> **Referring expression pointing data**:
┄┄┄┄┄┄

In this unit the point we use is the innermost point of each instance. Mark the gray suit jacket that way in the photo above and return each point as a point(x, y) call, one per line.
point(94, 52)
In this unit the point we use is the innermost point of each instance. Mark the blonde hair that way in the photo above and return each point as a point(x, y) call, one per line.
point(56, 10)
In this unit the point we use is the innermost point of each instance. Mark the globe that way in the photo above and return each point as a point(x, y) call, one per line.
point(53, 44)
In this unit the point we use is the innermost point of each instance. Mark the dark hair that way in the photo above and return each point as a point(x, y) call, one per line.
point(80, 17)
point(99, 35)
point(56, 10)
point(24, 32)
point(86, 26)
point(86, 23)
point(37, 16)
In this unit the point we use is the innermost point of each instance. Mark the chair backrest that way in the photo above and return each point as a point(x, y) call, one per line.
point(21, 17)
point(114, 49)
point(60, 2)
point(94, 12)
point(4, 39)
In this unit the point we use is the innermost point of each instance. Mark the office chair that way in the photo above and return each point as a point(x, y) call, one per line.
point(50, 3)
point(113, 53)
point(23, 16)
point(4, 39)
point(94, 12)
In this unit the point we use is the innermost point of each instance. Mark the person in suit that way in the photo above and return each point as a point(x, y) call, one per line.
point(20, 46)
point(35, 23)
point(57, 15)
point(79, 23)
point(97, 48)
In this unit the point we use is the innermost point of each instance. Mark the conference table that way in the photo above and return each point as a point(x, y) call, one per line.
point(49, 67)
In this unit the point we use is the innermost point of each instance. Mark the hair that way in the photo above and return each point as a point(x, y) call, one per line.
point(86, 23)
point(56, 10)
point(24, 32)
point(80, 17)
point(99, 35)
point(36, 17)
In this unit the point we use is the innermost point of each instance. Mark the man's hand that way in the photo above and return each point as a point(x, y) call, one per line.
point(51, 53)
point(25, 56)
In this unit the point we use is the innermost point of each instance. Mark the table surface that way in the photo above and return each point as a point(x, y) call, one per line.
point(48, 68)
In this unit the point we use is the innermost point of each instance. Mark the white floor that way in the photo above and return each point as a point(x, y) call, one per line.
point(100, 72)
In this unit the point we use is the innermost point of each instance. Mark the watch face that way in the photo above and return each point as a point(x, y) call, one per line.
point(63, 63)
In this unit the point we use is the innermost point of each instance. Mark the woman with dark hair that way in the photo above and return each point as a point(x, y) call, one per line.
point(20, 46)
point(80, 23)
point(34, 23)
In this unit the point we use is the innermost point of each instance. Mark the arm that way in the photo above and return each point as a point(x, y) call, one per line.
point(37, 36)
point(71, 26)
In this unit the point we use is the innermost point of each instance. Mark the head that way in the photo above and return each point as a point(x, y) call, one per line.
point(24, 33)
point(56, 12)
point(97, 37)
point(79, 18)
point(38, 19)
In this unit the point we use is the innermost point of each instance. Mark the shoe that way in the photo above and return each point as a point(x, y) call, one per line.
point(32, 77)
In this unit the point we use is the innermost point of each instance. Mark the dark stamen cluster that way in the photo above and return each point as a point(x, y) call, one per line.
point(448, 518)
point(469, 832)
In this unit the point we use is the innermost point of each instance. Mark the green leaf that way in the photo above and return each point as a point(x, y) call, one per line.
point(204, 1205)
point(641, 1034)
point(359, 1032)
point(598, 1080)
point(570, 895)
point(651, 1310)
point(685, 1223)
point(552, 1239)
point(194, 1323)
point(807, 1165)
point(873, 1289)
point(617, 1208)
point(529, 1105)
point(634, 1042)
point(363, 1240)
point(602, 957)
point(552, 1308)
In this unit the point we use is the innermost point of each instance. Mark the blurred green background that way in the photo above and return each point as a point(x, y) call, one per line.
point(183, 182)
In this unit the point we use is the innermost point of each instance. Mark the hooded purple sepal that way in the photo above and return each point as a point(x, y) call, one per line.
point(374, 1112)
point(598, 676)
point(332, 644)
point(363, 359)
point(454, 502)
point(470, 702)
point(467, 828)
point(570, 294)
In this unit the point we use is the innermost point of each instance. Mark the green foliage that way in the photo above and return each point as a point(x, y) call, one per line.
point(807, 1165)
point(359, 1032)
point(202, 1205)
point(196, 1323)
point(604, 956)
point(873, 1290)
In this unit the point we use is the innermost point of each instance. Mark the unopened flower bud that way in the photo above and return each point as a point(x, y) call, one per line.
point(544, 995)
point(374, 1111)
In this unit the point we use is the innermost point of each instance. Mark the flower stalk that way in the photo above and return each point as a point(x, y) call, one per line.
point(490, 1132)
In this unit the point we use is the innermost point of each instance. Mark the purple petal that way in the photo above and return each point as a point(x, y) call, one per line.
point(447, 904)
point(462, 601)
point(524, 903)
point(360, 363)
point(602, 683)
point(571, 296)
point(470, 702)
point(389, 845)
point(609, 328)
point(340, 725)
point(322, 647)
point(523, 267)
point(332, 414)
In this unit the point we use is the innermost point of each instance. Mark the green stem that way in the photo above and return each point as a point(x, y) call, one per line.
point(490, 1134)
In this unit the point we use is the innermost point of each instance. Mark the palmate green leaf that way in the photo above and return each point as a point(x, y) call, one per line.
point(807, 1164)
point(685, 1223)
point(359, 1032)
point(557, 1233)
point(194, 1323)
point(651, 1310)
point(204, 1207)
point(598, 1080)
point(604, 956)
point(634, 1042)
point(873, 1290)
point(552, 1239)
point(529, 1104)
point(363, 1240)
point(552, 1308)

┄┄┄┄┄┄

> **WHAT TO WORK ON**: Repeat the data above in full, word for word.

> **SOLUTION TO THE PROBLEM**:
In this unit the point we use is the innermost point of each instance. Mark the gray suit jacket that way in the photo above and return each point as a point(x, y) call, one per line.
point(94, 52)
In this unit the point we use is the innermost point of each instance. Mark the blonde hair that way in the photo above and return each point as a point(x, y) call, one per line.
point(56, 10)
In this unit the point we use is the innermost point of each instance. Mark the globe that way in the photo above and return each point as a point(x, y) call, one per line.
point(53, 44)
In this unit the point we use is the innermost point of each instance. Mark the dark hair that way in the photo above and return each point as a point(x, y) call, one per line.
point(80, 17)
point(99, 35)
point(56, 10)
point(24, 32)
point(86, 26)
point(86, 23)
point(37, 16)
In this unit the point we use is the innermost point of each instance. Mark the chair backrest that way in the photo above and return each point as a point(x, y) call, one per line.
point(21, 17)
point(114, 49)
point(60, 2)
point(94, 12)
point(4, 39)
In this unit the point we use is the innermost point of each instance. Mark the office chair that way in the photo above and return each point as a point(x, y) call, one per line.
point(50, 3)
point(113, 53)
point(23, 16)
point(4, 39)
point(94, 12)
In this unit the point we use is the innermost point of each instance. Mark the person in suit that way in the photo above and return each point as a point(x, y) call, one per line.
point(20, 46)
point(35, 23)
point(57, 15)
point(79, 23)
point(97, 48)
In this unit the point we use is the innermost point of each instance. Mark the conference table that way in the photo above and return each point as a point(x, y) call, one per line.
point(49, 67)
In this unit the point we use is the innermost point of each instance. Mark the hair that way in the photo above and return each point as a point(x, y) call, one per line.
point(86, 23)
point(56, 10)
point(24, 32)
point(80, 17)
point(99, 35)
point(36, 17)
In this unit the point we use is the innermost point of each instance. Mark the man's hand that way in the photo above and return each point as a point(x, y) call, one per line.
point(51, 53)
point(25, 56)
In this unit the point we use is the innermost point of each instance. Mark the table surface that way in the photo above and return each point as a point(x, y) call, one per line.
point(48, 68)
In this unit the point we use is the innermost point of each instance. Mark the white floor that way in the photo above and return each point as a point(x, y) call, one per line.
point(100, 72)
In this unit the point we use is the innermost point of each instance. Mark the watch face that way in the photo above and return each point as a point(x, y) call, one per line.
point(63, 63)
In this unit the point we use is the innermost point of each instance. Mark the woman with dark hair that way in the photo above and return each point as a point(x, y) call, one per line.
point(20, 46)
point(80, 23)
point(34, 23)
In this unit the point we use is the innermost point of each instance. Mark the arm that way in the photo above and return each point as a point(x, y) call, one per line.
point(37, 36)
point(71, 26)
In this unit the point we use is the innermost point of each instance. Mark the head that way in the photo above and return each point as a point(x, y) call, one per line.
point(24, 33)
point(56, 12)
point(97, 37)
point(79, 18)
point(38, 19)
In this unit the point we use is the innermost point of each instance. Mark the shoe that way in the photo above and return each point as a point(x, y) call, one per line.
point(32, 77)
In this unit the point we use is the innermost point of each instance. Mark the dark stamen cluster that way in the photo above and return each point as a point(x, y) call, one per line.
point(448, 518)
point(469, 832)
In this unit the point we use is the innermost point of each instance. Mark the green leaf that way in the photo above and return each point as a point(x, y) call, one per line.
point(204, 1205)
point(641, 1034)
point(359, 1032)
point(598, 1080)
point(570, 895)
point(651, 1310)
point(685, 1223)
point(552, 1239)
point(194, 1323)
point(807, 1165)
point(873, 1289)
point(617, 1208)
point(529, 1105)
point(634, 1042)
point(363, 1240)
point(602, 957)
point(552, 1308)
In this unit the point we use is the innermost point of each instance. Mark the blurred green background that way in the photo above and return each point as a point(x, y) call, one per line.
point(183, 182)
In this unit the point we use is the innermost point of each instance. Mark the hooded purple sepal that way in the photo above and return each point as a point(x, y) call, one per line.
point(374, 1112)
point(598, 676)
point(332, 644)
point(363, 359)
point(454, 502)
point(470, 702)
point(467, 828)
point(570, 294)
In this unit the point we use is the innermost point of each instance. Mark the green foliage that way in the photo above and return each point as a point(x, y) call, one per line.
point(807, 1165)
point(359, 1032)
point(202, 1205)
point(196, 1323)
point(604, 956)
point(873, 1290)
In this unit the point we use is the innermost point of each instance. Mark the unopened flower bud that way in the photo above and return each point as a point(x, y) call, one per line.
point(544, 995)
point(374, 1111)
In this unit the point we use is the innermost point of each instance. Mark the flower stalk that way in the photo above and return each point as a point(x, y) call, one per line.
point(490, 1132)
In this unit the point we use is the innermost point of each instance. Mark the purple petal that way in the photo above and return each point as a point(x, y) call, one per line.
point(447, 904)
point(462, 601)
point(524, 903)
point(360, 363)
point(602, 683)
point(571, 296)
point(470, 702)
point(389, 845)
point(609, 328)
point(340, 725)
point(322, 647)
point(523, 267)
point(332, 414)
In this unit the point we use is the innermost point of each instance. Mark the green stem that way in the photo above and return each point as a point(x, y) call, one per line.
point(490, 1134)
In this unit the point we use is the innermost point of each instance. Mark the palmate green leaf that way in the photo above and return each point as a point(x, y) call, one per line.
point(807, 1164)
point(685, 1223)
point(359, 1032)
point(557, 1233)
point(194, 1323)
point(651, 1310)
point(204, 1207)
point(598, 1080)
point(604, 956)
point(634, 1042)
point(873, 1290)
point(552, 1239)
point(529, 1104)
point(363, 1240)
point(552, 1308)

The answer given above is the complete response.